** EXERCISE 1 **
In the book review, what two obsessions does William alternate between?
** EXERCISE 2 **
Edit the book review: copy the stretch that opens with the words "McCauley is perhaps" and stops after "in his world.", putting "film" in place of "movie".

** EXTRACT PROVIDED **
┄┄┄┄┄┄┄┄┄┄┄┄┄┄┄┄┄┄┄┄
In the murky months after 9/11, William alternates between two obsessions: cleaning his house and engaging in computer dating, a succession of furtive assignations he ascribes to "makeshift anxiety management and fatalism of the better-get-it-while-you-can variety."
His efforts to change this behavior constitute a search for "alternatives to sex," the title of Stephen McCauley's fifth, and best, novel. And it's a circuitous endeavor at best. One of William's strategies, for example, is to give the impression that he spends monastic nights reading the works of Simone de Beauvoir, "an intellectual with top-shelf name recognition whose work no one is eager to discuss with anything resembling specificity."
McCauley is perhaps best known for 1987's The Object of My Affection, which was made into a 1998 movie starring Jennifer Aniston and Paul Rudd. McCauley's first novel established him as a funny, insightful observer of the messy amalgam of dreams, desires, pratfalls and heroism that is the human condition -- in his world.
Three subsequent novels -- the last one was 2001's True Enough -- were just as good. In Alternatives to Sex, there is a nakedness, in more ways than one, that sets this novel apart. Literally, there's a lot more sex. William's computer-driven promiscuity brings him to squalid rooms with weird, weary partners.
And figuratively, McCauley puts this character way out on a limb as William, armed only with a sharp wit, second-hand designer clothes and a love of cleaning appliances, tries to find his way onto solid ground.
┄┄┄┄┄┄┄┄┄┄┄┄┄┄┄┄┄┄┄┄
** DATASET ROWS **
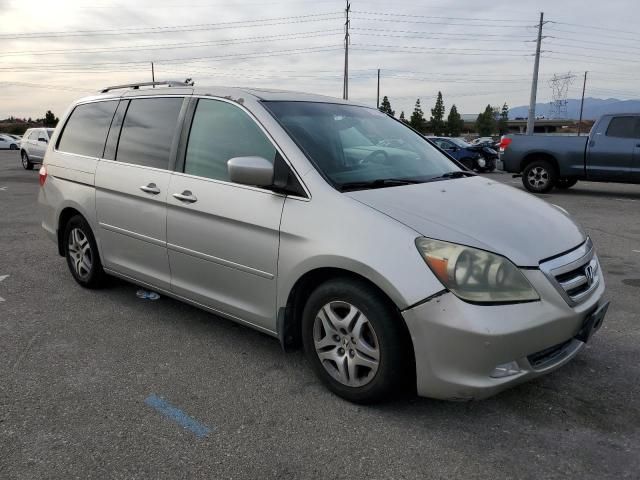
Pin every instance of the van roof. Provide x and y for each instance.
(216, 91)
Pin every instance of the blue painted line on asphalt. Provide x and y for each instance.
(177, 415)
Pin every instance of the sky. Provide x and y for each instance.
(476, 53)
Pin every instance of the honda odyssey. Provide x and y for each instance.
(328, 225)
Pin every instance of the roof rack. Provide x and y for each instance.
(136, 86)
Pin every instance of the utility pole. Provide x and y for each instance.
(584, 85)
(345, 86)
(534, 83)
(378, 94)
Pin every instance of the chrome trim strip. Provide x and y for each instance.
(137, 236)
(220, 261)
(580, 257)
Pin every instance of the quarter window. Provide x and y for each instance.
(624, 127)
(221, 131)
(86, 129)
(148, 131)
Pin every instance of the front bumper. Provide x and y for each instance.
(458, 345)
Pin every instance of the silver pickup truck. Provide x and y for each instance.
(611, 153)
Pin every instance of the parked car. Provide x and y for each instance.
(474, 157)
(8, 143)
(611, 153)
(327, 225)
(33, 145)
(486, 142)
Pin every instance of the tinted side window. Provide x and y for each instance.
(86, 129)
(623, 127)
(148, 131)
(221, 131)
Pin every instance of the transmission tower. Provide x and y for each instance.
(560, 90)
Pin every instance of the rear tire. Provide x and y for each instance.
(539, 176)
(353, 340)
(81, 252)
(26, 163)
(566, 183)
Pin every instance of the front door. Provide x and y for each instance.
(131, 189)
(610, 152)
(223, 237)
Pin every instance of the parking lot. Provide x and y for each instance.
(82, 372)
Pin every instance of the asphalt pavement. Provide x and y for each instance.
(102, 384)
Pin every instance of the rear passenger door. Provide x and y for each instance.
┄┄┄┄┄┄┄┄┄┄┄┄┄┄┄┄┄┄┄┄
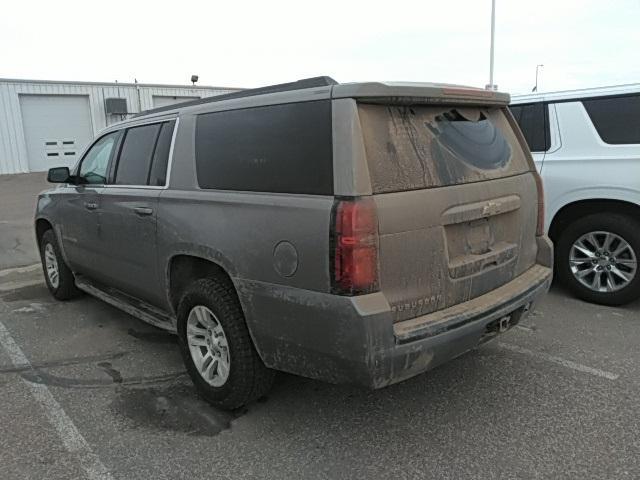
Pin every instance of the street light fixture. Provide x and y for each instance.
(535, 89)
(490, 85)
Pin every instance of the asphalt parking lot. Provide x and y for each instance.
┄┄┄┄┄┄┄┄┄┄┄┄┄┄┄┄┄┄┄┄
** COMPLETE OUTPUT 1 **
Cleaning his house and computer dating.

** COMPLETE OUTPUT 2 **
McCauley is perhaps best known for 1987's The Object of My Affection, which was made into a 1998 film starring Jennifer Aniston and Paul Rudd. McCauley's first novel established him as a funny, insightful observer of the messy amalgam of dreams, desires, pratfalls and heroism that is the human condition -- in his world.